Extract ▸
■ ■ ■ ■ ■
Script structure:
* 0. Set parameters (will be part of pipeline so this block will be silenced)
  1. Setup:
        * Paths
        * Utils functions
        * Load and check config file
  2. Load Data
        * **Routine data** (DHIS2) already formatted & aggregated (output of pipeline XXX)
        * **Shapes** (DHIS2) for plotting (this could be removed if we move the plots to "report/EDA" nb)
  3. Calculate **Reportng Rate (RR)**
        * "Ousmane" way (old code) - find better name for this!
        * "WHO" / "Fre" way (based on code in nb: `~/dhis2_incidence/code/WIP/code_from_fre/DRC_DHIS2_analyses_fvdb_v2.ipynb`)
     **Export** reporting rate data to **Datasets** as .csv and .parquet files
  6. 🚧 (possibly) Expand reporting: **data inspection** (plots and summary tables) - this might go to **dedicated nb** ...

-------------------
**Naming harmonization to improve code readability**:

**Reporting Rate** data frames, based on different **methods**:
* follwo this structure: `reporting_rate_<method>_<periodicity>`. So:
    * **CONF** (Diallo 2025) : `reporting_rate_conf_month`
    * **ANY** (as "this code simply tests for _any_ indicator that is present"): `reporting_rate_any_month`

--------------------

## Parameters

👇 these are now ⚡**pipeline parameters**⚡!

In [1]:
# Parameters
SNT_ROOT_PATH = "/home/hexa/workspace"
REPORTING_RATE_THRESHOLD = 0.8


## 1. Setup

### 1.1. Paths

In [None]:
# PROJECT PATHS
CODE_PATH <- file.path(SNT_ROOT_PATH, 'code') # this is where we store snt_functions.r and snt_utils.r
CONFIG_PATH <- file.path(SNT_ROOT_PATH, 'configuration') # .json config file
DATA_PATH <- file.path(SNT_ROOT_PATH, 'data') # same as in Datasets but /data/ gets over written every time a new version of Datasets is pushed

### 1.2. Utils functions

In [None]:
source(file.path(CODE_PATH, "snt_utils.r"))

### 1.3. Packages

In [None]:
# List required pcks  ---------------->  check  what are the really required libraries
required_packages <- c("arrow", # for .parquet
                       # "dplyr", "tidyr", "stringr", (just load tidyverse instead as I need more of the tidyverse packages)
■ ■ ■ ■ ■
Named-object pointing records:
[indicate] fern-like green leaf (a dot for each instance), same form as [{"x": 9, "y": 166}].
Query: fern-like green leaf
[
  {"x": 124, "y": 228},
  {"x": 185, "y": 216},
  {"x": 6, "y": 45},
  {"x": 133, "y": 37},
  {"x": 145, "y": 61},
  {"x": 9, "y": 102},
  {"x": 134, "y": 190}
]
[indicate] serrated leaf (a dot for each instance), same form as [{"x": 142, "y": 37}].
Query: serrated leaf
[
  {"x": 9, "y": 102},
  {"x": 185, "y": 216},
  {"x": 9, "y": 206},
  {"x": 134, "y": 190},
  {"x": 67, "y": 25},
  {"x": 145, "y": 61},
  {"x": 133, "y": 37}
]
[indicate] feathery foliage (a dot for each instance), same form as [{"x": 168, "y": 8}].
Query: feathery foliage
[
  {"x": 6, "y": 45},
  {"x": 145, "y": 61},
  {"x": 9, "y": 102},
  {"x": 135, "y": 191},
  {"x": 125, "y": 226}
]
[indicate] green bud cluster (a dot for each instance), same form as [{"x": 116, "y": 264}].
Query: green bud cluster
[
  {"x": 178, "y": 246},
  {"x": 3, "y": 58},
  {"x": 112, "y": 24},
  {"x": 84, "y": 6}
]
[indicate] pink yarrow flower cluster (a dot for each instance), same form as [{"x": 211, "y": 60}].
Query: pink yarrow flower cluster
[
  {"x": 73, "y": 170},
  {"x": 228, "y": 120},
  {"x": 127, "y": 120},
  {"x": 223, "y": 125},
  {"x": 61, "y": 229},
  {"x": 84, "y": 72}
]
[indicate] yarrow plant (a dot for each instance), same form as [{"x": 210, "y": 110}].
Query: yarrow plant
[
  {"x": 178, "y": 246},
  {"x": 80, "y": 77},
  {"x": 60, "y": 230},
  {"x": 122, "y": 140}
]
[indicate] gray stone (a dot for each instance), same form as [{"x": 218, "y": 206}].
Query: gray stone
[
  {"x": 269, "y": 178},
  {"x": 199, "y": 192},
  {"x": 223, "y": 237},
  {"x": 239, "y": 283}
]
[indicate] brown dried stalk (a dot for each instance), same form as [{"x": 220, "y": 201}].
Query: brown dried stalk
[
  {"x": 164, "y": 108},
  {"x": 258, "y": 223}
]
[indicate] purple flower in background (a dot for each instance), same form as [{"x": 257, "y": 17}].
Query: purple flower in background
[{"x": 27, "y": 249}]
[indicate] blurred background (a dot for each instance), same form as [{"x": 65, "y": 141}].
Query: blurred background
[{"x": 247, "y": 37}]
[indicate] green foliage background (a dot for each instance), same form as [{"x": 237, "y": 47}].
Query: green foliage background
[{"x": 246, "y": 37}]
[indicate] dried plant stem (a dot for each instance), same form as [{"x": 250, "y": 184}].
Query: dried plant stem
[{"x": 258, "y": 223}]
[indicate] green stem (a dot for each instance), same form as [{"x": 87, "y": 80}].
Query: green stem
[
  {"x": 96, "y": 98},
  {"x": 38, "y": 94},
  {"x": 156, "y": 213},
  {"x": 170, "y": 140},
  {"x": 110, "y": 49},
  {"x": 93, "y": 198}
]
■ ■ ■ ■ ■
Tasks to complete ▸
A) Transcribe the part of the reporting-rate notebook that begins at the words "### 1.3. Packages" and stops after "the tidyverse packages)".
B) In the reporting-rate notebook's "1.1. Paths" section, which variables are assigned with file.path?

Complete answers ▸
A)
### 1.3. Packages

In [None]:
# List required pcks  ---------------->  check  what are the really required libraries
required_packages <- c("arrow", # for .parquet
                       # "dplyr", "tidyr", "stringr", (just load tidyverse instead as I need more of the tidyverse packages)

B) CODE_PATH, CONFIG_PATH, DATA_PATH